**WHAT TO PRODUCE**: Pictures appear in the records below; write out everything else exactly.
— start of EXERCISE DATA —
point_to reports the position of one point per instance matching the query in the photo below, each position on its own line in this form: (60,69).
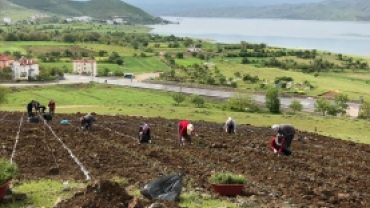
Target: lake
(340,37)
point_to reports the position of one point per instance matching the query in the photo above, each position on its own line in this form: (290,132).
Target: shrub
(7,170)
(227,178)
(178,98)
(197,100)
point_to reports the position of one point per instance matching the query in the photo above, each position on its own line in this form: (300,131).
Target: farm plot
(317,174)
(322,172)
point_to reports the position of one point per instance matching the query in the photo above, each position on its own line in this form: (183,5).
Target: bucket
(4,189)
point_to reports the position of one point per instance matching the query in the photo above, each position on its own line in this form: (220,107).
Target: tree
(341,101)
(272,100)
(180,55)
(365,110)
(237,74)
(242,102)
(3,94)
(197,100)
(296,105)
(178,98)
(245,60)
(322,105)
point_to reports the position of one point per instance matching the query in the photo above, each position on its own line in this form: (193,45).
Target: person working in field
(144,134)
(38,106)
(29,109)
(87,121)
(47,117)
(51,106)
(186,129)
(287,131)
(277,144)
(230,126)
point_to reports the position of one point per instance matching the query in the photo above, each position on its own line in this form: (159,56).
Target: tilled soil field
(322,171)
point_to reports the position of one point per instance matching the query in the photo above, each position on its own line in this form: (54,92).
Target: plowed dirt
(322,171)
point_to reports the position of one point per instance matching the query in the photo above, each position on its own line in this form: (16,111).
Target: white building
(7,20)
(83,18)
(86,67)
(24,68)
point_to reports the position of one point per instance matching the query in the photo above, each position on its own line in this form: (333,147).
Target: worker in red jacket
(51,106)
(287,131)
(277,145)
(186,129)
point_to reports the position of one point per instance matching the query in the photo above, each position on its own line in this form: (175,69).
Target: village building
(7,20)
(24,68)
(85,67)
(5,61)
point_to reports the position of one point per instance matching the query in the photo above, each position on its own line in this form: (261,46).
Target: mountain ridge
(332,10)
(99,9)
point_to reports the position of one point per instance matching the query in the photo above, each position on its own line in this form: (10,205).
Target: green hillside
(335,10)
(99,9)
(14,11)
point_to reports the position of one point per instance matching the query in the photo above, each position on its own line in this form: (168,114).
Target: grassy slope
(8,9)
(125,101)
(353,10)
(96,8)
(45,193)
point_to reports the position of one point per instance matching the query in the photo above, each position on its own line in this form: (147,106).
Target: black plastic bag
(164,188)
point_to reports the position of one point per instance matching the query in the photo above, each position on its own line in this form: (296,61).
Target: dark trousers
(86,124)
(285,150)
(42,108)
(230,129)
(288,140)
(143,138)
(30,114)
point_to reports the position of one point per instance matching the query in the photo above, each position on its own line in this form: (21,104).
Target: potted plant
(7,172)
(227,184)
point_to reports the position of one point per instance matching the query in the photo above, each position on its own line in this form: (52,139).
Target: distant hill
(99,9)
(176,7)
(334,10)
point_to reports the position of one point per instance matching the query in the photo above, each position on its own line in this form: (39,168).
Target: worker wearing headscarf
(144,134)
(87,121)
(185,130)
(277,145)
(230,126)
(287,131)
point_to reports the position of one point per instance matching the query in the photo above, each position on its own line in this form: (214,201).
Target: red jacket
(273,145)
(52,105)
(183,127)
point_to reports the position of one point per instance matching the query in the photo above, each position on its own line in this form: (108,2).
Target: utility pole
(360,106)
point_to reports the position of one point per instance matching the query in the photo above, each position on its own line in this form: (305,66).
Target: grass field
(100,28)
(113,100)
(45,193)
(353,87)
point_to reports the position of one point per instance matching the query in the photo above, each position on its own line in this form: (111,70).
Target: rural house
(85,67)
(193,49)
(7,20)
(24,68)
(5,61)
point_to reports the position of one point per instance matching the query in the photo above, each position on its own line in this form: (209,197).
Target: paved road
(308,104)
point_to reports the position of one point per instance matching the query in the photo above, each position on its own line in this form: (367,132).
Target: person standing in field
(51,106)
(87,121)
(230,126)
(277,144)
(185,130)
(287,131)
(144,134)
(29,109)
(38,106)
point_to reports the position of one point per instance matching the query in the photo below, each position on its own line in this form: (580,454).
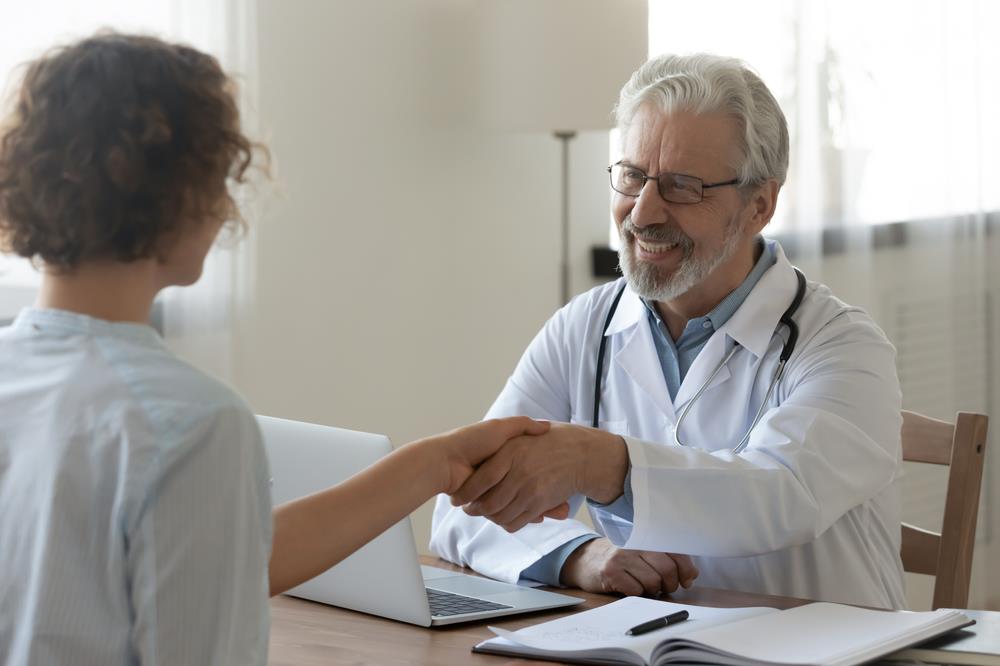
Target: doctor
(686,431)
— end of EXERCISE DATA —
**SOLVED EXERCISE**:
point_to reports the position of one point per instance matching the query in the photo below, each position on its own line in this form: (60,69).
Target: lake
(340,37)
point_to reports the position of one point per instance matching the query in the photo above, each position on its own line in this form: (290,132).
Target: shrub
(7,170)
(227,178)
(178,98)
(197,100)
point_to reports the position of one point per instance matching the query in the photo above, each position on its own line in this form: (300,131).
Target: farm plot
(317,174)
(322,172)
point_to reports the position of one point per instance matching the query in the photo above, each position on its own line in this form: (183,5).
Target: bucket
(4,189)
point_to reports the position of one point per instance matching the query in the photo above, each position on its own line in this form: (220,107).
Target: tree
(341,101)
(272,100)
(180,55)
(365,110)
(237,74)
(242,102)
(3,94)
(197,100)
(296,105)
(178,98)
(245,60)
(322,105)
point_to reports the position of one point per instance matching the query in the photo above, each position on its own line in this form: (193,45).
Target: person working in field
(144,134)
(38,106)
(29,109)
(87,121)
(47,117)
(51,106)
(186,129)
(287,131)
(277,144)
(230,126)
point_to reports the position of one point per instance matching the query in the photo above, each position on its own line in this form: (159,56).
Target: tilled soil field
(322,171)
point_to reports the position of one point per instance matching the query in the photo above, each position on its own line in this form: (54,92).
Target: plowed dirt
(322,171)
point_to reports the position of one point per instance matching the query in the photo above, each position on its own line in this form: (16,111).
Target: white building
(7,20)
(83,18)
(86,67)
(24,68)
point_to reports the position of one point per instance matching the query in the photo above, each position on its own line in this form: (333,147).
Target: worker in red jacket
(51,106)
(287,131)
(277,145)
(186,129)
point_to reports the position of one point per instance matching the query in the photo above, each position on its own line in this form: (175,69).
Target: village building
(7,20)
(24,68)
(85,67)
(5,61)
point_to reports the position of one point per instance matching the query in the photo above, each position on its own line in this form: (261,46).
Target: mountain ridge
(332,10)
(99,9)
point_to reports the position of one point per instance matching the query in the photo above, each position on its own line in this form: (10,205).
Target: green hillside
(335,10)
(99,9)
(14,11)
point_to reports the position of one point per instance matching the query in the photo above, each position on its own line in this form: (168,114).
Target: grassy slope
(8,9)
(125,101)
(353,10)
(96,8)
(45,193)
point_to reports the position of one point per instance matching the query in the photo above, each position on its own line in this form: (147,106).
Target: black plastic bag
(164,188)
point_to reports the position of one point per instance matching the query in the photo above, each position on its own line in this form: (296,61).
Target: dark trousers
(86,124)
(285,150)
(42,108)
(230,129)
(288,140)
(143,138)
(30,114)
point_to reports the position of one point per instance matching the query in the photo above, each position on its own line in this form: (21,104).
Target: potted plant
(7,172)
(227,184)
point_to reports the position of one point per instance matching the query in the photo above, each position on its own line in this form: (52,139).
Target: distant hill
(99,9)
(176,7)
(334,10)
point_to reports the position of one point per instance matching the query in the photo above, each position on its own line in this form: (39,168).
Target: worker wearing headscarf
(144,134)
(87,121)
(185,130)
(277,145)
(230,126)
(287,131)
point_to reports the position of one point per instance matching the query in the photo above, each position on its own line in this form: (214,201).
Target: red jacket
(273,145)
(52,105)
(183,127)
point_to reports the position of one point per instance matching the query in the photo above, each position on its own line in this form: (108,2).
Target: utility pole
(360,106)
point_to reports the position of one point per instance matching the query in the photo above, each position on its own line in this form: (305,66).
Target: grass field
(100,28)
(113,100)
(45,193)
(353,87)
point_to reports the position of one point per instance matching the query in the photo above, each position on its own line in this form: (111,70).
Target: rural house
(85,67)
(193,49)
(7,20)
(24,68)
(5,61)
point_to reports the position of one point per instance matching the query in the photo above, each position on its own line in this form: (209,197).
Target: paved road
(308,104)
point_to reports the position of one point per instance matching the query in the photo above, each position on its own line in this form: (367,132).
Target: person standing in field
(51,106)
(87,121)
(230,126)
(277,144)
(185,130)
(287,131)
(144,134)
(29,109)
(38,106)
point_to reports the position of one point per instance matching the query in the photo below, each position on its own line in this form: (580,454).
Target: doctor
(686,431)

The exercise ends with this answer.